#### Records to use

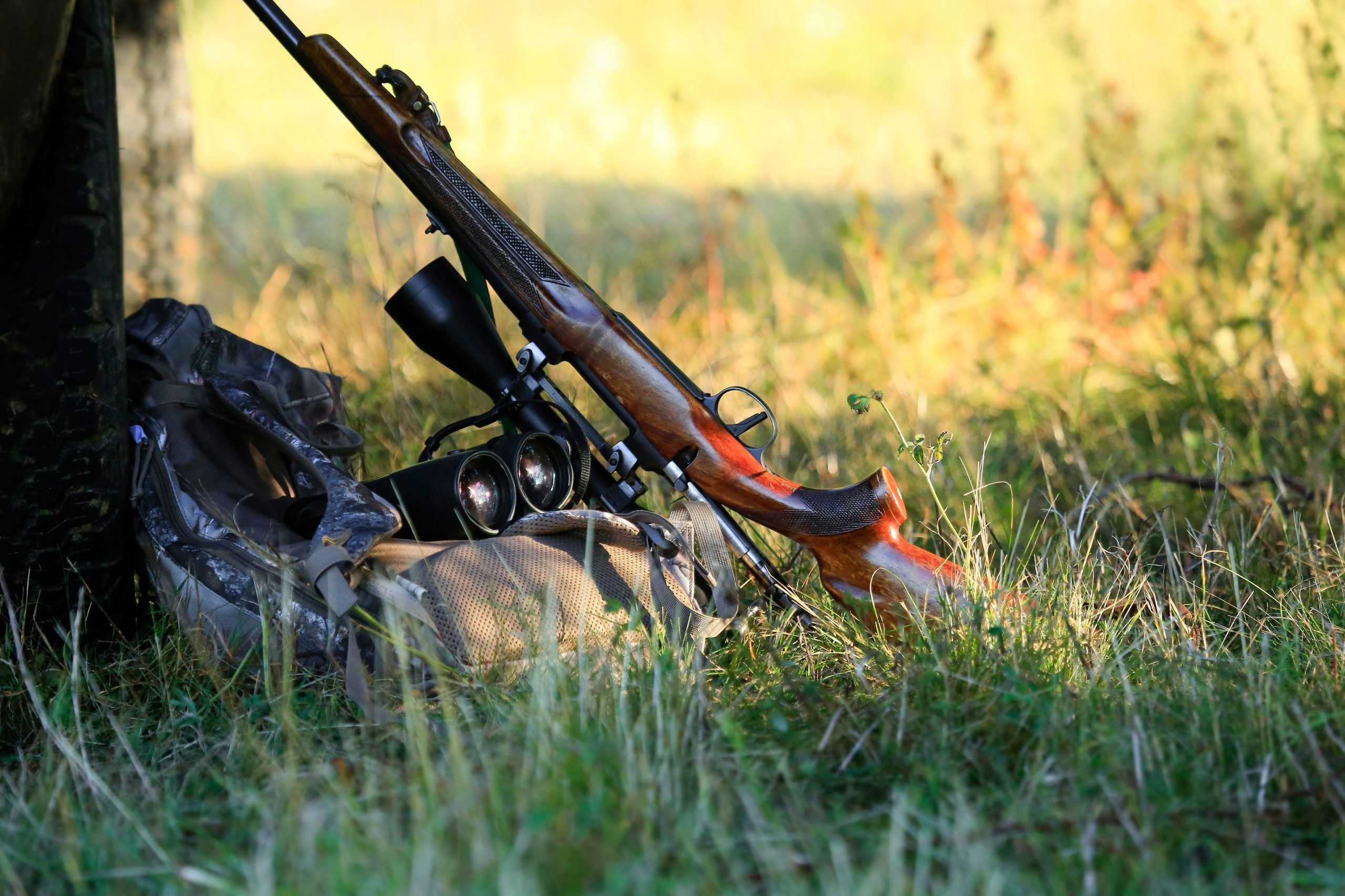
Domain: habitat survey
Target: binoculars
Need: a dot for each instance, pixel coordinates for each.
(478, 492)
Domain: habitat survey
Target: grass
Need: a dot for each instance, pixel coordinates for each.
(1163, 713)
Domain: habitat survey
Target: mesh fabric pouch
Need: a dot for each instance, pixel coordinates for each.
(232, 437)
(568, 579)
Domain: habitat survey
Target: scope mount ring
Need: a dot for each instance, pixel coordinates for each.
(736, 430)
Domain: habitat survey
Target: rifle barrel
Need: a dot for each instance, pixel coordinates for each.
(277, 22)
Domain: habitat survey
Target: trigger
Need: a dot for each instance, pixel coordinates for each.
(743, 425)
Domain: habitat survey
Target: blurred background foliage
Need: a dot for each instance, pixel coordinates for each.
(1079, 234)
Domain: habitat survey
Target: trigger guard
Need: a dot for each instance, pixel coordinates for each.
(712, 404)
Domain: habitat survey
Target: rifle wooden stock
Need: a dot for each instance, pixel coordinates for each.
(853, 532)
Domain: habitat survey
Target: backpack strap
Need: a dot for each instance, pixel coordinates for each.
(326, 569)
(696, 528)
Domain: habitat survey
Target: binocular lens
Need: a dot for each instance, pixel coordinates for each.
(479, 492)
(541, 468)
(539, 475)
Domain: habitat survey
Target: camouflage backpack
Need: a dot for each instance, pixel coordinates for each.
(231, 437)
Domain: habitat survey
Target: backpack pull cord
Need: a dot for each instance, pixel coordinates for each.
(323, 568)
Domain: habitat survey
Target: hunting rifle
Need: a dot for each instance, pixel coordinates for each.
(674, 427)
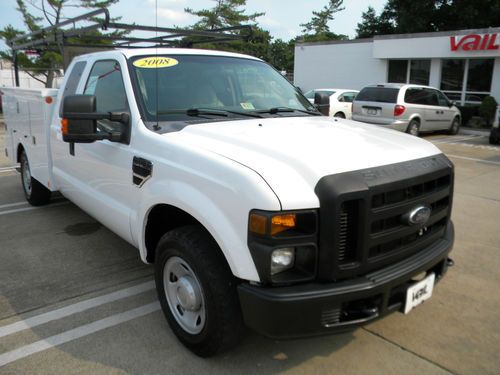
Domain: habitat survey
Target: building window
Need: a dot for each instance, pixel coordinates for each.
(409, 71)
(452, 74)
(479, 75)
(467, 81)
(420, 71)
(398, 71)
* * *
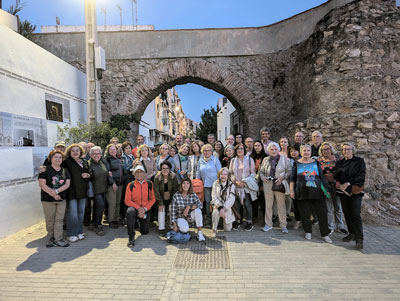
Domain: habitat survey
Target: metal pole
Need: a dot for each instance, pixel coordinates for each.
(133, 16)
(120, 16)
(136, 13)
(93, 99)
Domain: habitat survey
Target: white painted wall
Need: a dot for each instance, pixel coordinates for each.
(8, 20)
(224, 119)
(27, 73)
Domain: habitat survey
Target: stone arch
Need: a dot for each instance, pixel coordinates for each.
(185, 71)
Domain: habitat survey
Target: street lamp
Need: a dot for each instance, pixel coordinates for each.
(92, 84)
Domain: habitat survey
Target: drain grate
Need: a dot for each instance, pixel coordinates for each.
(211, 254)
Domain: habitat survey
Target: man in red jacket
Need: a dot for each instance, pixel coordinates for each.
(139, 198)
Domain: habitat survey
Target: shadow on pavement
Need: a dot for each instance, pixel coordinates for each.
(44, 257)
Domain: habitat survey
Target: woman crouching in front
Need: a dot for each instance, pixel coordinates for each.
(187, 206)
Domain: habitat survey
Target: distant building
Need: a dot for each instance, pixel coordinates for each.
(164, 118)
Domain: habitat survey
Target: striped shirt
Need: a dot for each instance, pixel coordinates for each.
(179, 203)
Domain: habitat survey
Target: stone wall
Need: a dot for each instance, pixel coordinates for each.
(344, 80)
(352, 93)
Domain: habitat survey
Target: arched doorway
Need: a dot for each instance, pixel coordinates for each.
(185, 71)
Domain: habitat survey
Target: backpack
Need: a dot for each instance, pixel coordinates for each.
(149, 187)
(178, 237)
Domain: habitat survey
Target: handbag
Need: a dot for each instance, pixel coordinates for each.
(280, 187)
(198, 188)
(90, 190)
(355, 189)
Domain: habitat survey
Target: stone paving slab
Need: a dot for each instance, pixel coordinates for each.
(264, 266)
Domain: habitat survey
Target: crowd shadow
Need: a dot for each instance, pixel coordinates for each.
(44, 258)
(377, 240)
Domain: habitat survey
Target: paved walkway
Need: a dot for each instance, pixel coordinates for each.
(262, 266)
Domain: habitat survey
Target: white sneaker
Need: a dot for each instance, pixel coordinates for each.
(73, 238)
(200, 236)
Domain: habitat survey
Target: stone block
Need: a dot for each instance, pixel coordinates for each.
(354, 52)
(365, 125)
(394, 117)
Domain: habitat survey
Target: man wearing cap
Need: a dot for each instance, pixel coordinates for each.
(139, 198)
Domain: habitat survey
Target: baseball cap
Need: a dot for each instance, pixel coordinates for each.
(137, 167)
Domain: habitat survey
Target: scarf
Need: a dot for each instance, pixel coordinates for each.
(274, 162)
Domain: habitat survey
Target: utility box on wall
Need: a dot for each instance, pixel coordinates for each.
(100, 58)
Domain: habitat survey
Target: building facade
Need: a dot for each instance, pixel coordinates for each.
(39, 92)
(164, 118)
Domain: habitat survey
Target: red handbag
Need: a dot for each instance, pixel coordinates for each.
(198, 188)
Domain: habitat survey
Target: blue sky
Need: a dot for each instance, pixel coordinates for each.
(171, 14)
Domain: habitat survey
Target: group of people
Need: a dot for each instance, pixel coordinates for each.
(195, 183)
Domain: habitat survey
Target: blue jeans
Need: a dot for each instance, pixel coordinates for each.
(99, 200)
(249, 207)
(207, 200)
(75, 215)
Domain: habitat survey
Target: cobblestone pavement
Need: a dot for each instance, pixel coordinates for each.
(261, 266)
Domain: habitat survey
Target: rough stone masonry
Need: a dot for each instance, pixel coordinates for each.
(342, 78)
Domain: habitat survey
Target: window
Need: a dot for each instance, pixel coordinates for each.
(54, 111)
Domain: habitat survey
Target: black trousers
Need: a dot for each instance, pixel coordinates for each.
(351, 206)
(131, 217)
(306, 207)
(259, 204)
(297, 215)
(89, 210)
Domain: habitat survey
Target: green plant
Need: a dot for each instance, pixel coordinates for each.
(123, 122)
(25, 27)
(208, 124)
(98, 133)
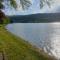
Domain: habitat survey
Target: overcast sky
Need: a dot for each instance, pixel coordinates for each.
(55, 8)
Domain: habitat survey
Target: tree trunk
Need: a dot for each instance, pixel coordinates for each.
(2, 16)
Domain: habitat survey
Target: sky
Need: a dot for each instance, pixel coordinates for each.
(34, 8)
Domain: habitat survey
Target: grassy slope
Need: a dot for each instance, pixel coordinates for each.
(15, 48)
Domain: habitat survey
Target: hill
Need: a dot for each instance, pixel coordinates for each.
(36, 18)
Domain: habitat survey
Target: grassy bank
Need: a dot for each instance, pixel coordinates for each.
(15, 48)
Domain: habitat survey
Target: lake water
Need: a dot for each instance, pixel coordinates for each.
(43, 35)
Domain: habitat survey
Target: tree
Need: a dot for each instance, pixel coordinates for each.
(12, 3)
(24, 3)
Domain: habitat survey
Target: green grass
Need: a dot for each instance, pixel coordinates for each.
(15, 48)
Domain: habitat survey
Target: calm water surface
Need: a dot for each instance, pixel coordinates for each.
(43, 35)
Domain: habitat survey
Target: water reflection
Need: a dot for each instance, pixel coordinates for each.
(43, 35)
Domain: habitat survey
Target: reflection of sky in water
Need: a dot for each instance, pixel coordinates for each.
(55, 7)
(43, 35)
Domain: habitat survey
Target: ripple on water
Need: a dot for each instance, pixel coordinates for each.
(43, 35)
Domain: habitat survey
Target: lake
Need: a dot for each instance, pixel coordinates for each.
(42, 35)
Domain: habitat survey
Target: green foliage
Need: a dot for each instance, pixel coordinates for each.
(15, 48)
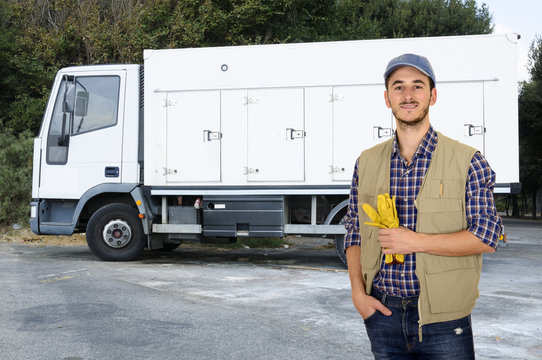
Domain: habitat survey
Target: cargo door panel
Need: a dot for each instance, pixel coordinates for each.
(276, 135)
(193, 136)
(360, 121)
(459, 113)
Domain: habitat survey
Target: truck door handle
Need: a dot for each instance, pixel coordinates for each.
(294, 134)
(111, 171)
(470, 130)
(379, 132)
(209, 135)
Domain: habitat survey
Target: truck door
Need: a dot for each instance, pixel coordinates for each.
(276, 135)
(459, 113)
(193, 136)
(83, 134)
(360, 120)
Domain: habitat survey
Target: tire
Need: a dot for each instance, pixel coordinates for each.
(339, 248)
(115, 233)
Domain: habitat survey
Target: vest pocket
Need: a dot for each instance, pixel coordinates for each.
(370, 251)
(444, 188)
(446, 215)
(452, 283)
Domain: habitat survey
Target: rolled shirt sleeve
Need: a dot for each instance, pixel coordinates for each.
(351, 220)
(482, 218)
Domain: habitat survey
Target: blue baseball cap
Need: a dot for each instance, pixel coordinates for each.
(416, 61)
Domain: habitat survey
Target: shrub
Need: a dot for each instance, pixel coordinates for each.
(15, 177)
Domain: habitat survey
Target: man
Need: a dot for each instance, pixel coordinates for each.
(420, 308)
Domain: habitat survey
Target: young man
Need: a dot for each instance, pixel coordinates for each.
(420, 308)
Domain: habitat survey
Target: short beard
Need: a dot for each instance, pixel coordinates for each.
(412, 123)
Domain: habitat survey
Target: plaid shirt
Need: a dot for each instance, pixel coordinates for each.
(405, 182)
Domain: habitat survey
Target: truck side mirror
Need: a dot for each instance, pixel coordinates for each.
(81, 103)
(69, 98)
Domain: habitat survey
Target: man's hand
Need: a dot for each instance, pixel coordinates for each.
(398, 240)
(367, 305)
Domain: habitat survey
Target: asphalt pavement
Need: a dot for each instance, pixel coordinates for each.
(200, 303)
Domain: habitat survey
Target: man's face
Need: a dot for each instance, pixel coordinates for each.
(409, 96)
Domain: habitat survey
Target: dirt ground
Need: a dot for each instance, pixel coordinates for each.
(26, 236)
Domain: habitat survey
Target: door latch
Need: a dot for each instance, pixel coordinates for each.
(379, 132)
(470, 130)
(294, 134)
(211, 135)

#### Request
Locate each line in the listing above that contains the string "water", matching case exactly, and copy those lines out in full.

#### In response
Target: lake water
Target: calm water surface
Target: water reflection
Target: reflection of sky in water
Target: ripple on water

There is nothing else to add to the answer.